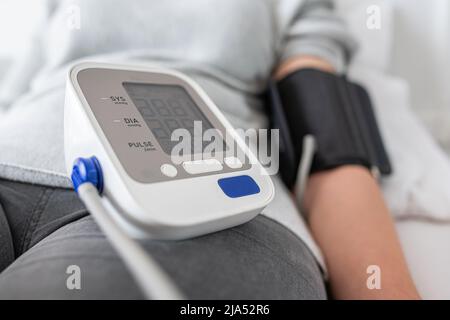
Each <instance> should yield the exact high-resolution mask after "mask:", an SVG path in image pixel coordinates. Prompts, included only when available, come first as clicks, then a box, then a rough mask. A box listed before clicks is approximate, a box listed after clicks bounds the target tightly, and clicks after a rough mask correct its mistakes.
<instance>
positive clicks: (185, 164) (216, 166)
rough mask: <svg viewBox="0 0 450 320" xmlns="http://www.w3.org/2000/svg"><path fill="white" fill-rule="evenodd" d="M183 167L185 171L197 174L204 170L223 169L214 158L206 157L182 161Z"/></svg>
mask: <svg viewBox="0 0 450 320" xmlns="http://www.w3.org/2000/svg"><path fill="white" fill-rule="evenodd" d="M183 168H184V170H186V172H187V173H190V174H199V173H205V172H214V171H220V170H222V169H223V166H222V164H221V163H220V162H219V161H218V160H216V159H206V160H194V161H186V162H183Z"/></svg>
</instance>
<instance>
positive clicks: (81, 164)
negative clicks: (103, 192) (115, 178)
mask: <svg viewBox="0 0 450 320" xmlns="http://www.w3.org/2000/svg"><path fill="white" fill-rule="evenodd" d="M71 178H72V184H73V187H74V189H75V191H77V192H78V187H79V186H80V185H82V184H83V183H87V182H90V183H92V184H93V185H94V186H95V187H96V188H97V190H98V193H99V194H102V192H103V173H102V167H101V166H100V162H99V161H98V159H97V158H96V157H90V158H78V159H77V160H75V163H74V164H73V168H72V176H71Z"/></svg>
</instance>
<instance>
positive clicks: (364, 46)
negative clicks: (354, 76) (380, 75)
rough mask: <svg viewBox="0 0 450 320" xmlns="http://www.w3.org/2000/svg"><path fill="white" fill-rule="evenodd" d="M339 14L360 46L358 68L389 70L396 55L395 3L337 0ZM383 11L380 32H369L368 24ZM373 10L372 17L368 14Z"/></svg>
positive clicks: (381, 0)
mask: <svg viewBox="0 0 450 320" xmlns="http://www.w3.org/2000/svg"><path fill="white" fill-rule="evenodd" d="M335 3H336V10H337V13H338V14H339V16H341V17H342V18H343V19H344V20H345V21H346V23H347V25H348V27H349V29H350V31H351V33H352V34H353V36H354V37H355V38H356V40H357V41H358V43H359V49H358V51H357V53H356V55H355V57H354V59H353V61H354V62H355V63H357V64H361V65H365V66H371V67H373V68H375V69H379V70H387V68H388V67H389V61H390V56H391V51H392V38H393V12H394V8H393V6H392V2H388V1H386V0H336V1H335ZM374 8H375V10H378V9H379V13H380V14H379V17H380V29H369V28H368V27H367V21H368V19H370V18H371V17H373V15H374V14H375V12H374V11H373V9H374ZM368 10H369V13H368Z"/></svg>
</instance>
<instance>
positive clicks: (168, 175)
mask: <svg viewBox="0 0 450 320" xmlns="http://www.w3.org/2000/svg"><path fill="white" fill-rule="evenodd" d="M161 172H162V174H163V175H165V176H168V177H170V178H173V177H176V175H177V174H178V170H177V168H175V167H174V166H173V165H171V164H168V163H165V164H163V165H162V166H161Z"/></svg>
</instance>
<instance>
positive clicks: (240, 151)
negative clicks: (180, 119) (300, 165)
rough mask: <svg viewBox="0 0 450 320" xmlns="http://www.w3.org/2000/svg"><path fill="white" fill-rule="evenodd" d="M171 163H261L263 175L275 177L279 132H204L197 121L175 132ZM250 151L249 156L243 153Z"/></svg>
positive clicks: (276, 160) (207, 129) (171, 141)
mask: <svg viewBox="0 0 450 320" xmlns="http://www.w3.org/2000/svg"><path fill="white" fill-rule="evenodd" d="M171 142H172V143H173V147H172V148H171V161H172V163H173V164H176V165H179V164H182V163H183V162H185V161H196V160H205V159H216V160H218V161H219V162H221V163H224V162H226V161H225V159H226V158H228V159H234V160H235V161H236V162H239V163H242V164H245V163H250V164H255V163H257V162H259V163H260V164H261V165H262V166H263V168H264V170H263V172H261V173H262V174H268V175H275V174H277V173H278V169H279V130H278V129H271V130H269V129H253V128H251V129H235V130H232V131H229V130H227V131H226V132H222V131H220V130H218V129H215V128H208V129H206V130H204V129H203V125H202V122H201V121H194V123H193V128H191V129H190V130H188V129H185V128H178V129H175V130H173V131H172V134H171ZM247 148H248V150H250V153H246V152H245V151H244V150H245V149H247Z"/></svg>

PROMPT ▸ Pull out each line in the records that has the word "positive" in it, and copy those lines in the order they appear.

EXERCISE SOLUTION ▸
positive clicks: (185, 164) (216, 166)
positive clicks: (81, 164)
positive clicks: (364, 46)
positive clicks: (381, 0)
positive clicks: (168, 175)
positive clicks: (240, 151)
positive clicks: (276, 160) (207, 129) (171, 141)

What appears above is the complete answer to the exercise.